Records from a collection
* start *
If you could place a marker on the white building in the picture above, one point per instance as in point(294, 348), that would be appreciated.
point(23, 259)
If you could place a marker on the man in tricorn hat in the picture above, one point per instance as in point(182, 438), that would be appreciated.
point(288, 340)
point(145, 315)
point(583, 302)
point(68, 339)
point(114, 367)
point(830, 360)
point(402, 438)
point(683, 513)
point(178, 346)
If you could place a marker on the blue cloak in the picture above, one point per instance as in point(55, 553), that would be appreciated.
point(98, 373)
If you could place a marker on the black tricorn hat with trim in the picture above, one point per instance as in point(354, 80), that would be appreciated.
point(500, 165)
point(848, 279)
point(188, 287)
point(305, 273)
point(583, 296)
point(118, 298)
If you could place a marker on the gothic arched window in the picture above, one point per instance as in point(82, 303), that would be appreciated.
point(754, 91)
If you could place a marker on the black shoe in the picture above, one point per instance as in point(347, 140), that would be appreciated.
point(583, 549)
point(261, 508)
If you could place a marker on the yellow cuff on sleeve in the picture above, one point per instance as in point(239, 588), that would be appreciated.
* end *
SHORT PROBLEM
Reproduce all of the entries word for word.

TASK SOLUTION
If you could place a marker on the white building in the picture above, one point per instance as in point(294, 348), that would be appreciated.
point(23, 259)
If you could place a marker on the man in tricorn hat in the picture above, one point per instance as in point(182, 438), that would be appreciated.
point(288, 340)
point(145, 315)
point(583, 302)
point(68, 339)
point(114, 367)
point(830, 360)
point(402, 438)
point(683, 513)
point(178, 346)
If you could place a marker on the blue cloak in the picture above, one point per instance as in point(55, 553), that would be appreciated.
point(98, 373)
If you could place a marker on the black tricorn hat with trim in the picture above, one point per instance as in point(354, 80), that would be appreciated.
point(500, 165)
point(848, 279)
point(188, 287)
point(305, 273)
point(583, 296)
point(118, 298)
If you could place a marker on the gothic arched window in the picture above, one point per instance as in point(82, 303), that would be appreciated.
point(754, 91)
If you could place a marker on the black shoe in the picture above, one point per instance as in point(347, 140), that would be appreciated.
point(583, 549)
point(261, 508)
If you could place a marker on the yellow cuff on sleeve in the picture above, one point per instance as in point(239, 588), that would be appreciated.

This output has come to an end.